▼
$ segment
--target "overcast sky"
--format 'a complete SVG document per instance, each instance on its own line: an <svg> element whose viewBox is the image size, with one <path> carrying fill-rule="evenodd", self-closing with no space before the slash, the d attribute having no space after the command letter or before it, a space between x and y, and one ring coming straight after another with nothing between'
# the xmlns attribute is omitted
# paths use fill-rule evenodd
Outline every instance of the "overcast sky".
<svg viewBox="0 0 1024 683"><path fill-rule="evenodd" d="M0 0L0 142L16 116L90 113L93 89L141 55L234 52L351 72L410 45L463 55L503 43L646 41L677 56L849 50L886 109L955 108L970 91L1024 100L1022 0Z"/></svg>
▲
TRY IT |
Output only the lines from the one that contains "--format 'a complete" through the final line of the records, exactly as given.

RESULT BELOW |
--format 'a complete SVG document per instance, each instance on its own line: an <svg> element whose viewBox is the image size, with one <path> carrying fill-rule="evenodd", self-closing with no space before the slash, the d attribute having no space after the command letter or before it, a space between x and y, and one ring coming straight after another with nothing between'
# the xmlns attribute is omitted
# paths use fill-rule evenodd
Outline every instance of the "overcast sky".
<svg viewBox="0 0 1024 683"><path fill-rule="evenodd" d="M0 0L0 142L16 116L90 113L93 89L141 55L234 52L351 72L410 45L463 55L503 43L646 41L677 56L849 50L886 109L955 108L970 91L1024 100L1022 0Z"/></svg>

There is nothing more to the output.